__AIM OF THE EXERCISE__.
Please pull out each line below that contains the word "white", and copy every such line in full.

□ □ □

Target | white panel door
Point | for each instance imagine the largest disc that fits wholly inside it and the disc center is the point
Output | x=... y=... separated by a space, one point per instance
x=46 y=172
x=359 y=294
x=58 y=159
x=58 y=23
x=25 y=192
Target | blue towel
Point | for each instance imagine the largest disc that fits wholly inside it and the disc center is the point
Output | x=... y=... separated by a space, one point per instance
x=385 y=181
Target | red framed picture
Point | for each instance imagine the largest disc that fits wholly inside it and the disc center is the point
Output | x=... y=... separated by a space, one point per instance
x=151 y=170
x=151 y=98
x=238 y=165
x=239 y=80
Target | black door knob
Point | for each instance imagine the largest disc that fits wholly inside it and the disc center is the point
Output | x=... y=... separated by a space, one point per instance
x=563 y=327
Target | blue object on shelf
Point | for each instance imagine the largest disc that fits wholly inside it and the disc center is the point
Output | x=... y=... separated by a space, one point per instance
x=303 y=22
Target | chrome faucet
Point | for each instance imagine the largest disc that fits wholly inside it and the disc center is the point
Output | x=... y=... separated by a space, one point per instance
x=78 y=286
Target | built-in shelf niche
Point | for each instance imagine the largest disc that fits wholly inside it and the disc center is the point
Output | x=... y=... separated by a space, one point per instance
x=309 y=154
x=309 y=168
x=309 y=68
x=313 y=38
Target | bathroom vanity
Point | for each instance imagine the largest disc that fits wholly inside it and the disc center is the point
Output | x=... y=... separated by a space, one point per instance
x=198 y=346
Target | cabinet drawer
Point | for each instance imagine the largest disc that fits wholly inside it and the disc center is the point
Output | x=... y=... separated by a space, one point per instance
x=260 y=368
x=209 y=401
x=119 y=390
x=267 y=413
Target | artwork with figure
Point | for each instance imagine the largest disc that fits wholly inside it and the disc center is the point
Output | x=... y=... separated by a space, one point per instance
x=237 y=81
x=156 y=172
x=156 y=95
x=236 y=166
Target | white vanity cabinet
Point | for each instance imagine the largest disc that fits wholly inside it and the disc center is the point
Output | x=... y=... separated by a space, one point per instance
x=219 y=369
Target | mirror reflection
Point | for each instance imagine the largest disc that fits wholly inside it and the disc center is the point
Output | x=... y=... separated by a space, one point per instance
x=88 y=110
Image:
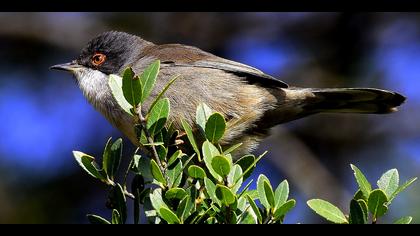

□ □ □

__THE COMPLETED TASK__.
Target | white panel door
Target | white vanity cabinet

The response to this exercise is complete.